Arrange the part of the records below that opens with the line containing "the white window" and closes with the line containing "pixel 570 75" as a numbered list, leaving out blank lines. Include both of those lines and nothing else.

** START OF Entries **

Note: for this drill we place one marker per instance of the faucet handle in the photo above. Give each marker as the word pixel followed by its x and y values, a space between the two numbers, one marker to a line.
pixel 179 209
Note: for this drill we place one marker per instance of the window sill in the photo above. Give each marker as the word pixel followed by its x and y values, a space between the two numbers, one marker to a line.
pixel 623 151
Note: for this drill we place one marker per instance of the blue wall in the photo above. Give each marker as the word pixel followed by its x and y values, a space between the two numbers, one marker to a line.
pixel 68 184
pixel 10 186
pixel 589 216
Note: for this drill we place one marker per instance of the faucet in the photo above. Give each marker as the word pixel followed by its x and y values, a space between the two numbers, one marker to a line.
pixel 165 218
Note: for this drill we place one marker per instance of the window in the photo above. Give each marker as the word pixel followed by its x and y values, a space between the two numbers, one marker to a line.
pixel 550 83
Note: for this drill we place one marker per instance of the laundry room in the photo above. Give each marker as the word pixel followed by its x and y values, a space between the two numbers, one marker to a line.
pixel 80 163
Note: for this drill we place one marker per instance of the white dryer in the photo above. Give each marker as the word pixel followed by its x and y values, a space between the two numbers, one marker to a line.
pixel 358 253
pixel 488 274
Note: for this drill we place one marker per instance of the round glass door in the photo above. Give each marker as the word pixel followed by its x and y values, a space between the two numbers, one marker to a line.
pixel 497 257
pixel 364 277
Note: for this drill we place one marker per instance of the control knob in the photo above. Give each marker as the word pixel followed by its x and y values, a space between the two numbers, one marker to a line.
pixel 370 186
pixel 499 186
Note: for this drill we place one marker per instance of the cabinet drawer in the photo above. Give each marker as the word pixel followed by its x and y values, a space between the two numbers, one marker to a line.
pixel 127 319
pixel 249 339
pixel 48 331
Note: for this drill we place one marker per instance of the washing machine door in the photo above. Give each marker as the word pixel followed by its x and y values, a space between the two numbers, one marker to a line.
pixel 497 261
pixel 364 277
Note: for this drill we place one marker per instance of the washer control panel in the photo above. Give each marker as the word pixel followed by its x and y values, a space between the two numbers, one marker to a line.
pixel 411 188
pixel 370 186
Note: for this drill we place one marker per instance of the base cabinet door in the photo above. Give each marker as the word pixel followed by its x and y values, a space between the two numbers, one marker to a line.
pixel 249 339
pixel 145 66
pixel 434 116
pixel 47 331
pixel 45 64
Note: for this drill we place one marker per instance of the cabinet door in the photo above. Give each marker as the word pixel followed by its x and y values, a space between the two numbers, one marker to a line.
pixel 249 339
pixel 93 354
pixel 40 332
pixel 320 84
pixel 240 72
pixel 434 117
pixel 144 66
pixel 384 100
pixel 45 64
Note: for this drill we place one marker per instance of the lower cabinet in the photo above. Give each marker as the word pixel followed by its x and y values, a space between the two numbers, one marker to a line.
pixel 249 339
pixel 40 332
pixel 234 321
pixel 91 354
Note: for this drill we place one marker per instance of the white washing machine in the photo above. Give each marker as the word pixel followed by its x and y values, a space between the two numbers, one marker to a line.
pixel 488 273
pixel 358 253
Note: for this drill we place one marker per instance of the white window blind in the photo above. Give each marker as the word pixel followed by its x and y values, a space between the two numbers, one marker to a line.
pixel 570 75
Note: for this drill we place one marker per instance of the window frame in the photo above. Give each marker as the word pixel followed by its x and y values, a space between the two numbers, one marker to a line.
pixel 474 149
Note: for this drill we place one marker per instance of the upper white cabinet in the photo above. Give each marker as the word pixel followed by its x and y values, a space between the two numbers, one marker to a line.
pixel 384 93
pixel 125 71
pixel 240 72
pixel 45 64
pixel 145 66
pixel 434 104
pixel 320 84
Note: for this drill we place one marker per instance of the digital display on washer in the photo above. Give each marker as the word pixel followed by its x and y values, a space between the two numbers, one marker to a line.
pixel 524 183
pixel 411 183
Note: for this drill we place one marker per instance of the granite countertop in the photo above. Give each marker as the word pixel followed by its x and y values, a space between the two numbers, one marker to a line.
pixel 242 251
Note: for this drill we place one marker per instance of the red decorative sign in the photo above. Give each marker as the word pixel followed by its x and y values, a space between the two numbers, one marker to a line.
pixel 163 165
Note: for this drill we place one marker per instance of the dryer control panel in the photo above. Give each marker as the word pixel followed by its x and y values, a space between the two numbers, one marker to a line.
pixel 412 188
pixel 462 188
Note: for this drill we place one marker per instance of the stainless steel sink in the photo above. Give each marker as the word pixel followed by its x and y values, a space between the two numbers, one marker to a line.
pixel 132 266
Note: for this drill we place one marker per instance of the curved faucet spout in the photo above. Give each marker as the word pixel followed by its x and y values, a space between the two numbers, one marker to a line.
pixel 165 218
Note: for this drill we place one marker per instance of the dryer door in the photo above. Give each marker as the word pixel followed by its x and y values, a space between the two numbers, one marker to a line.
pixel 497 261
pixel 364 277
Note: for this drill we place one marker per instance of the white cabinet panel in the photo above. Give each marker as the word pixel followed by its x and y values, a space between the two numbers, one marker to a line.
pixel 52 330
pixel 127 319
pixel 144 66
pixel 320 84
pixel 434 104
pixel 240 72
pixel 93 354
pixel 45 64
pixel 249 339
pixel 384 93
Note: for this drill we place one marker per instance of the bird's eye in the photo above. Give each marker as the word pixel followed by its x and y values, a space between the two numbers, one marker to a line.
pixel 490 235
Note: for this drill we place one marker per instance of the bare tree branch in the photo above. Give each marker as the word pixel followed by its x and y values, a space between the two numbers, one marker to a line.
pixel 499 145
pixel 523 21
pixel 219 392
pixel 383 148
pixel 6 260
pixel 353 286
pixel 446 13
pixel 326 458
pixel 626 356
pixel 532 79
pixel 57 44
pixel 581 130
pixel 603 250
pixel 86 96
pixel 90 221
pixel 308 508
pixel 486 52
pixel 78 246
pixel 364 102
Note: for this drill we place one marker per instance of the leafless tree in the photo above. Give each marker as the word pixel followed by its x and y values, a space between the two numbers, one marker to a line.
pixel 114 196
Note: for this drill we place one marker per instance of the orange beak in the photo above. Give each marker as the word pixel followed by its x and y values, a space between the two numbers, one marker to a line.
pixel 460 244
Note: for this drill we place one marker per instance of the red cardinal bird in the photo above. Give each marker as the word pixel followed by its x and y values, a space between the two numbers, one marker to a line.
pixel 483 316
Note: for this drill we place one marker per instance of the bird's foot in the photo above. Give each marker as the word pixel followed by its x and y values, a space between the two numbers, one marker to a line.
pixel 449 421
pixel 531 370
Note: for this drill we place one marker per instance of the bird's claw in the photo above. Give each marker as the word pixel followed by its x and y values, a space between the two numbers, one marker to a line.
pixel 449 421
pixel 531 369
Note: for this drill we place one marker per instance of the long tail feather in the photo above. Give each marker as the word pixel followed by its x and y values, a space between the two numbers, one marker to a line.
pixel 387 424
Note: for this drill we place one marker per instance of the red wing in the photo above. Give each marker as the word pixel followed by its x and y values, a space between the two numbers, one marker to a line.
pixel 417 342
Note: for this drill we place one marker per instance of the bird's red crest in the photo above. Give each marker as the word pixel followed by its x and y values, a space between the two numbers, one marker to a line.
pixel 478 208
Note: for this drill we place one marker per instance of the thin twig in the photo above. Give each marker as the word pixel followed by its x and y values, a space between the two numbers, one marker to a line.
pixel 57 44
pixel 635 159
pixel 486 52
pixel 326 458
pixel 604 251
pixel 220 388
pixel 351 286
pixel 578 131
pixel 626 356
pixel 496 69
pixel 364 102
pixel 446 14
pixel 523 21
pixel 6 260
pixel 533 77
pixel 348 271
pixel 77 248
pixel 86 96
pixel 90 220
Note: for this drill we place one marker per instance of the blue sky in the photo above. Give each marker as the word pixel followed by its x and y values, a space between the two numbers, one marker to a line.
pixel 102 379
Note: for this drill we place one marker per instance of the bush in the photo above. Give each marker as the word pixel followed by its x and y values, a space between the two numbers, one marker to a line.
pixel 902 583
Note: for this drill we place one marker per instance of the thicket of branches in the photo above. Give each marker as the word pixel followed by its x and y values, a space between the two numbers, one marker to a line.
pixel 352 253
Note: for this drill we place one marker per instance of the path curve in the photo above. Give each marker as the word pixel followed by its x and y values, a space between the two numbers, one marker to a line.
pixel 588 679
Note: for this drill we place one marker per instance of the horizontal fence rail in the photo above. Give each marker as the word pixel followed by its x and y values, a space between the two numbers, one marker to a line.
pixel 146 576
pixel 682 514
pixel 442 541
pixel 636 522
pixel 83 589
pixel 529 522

** END OF Entries **

Result of this task:
1. Note: for this drill we place one marker per instance of the white window blind in the photo above. Give each marker as the word pixel followed by its x and y values, a space between the two numbers, one marker to a line.
2. pixel 570 75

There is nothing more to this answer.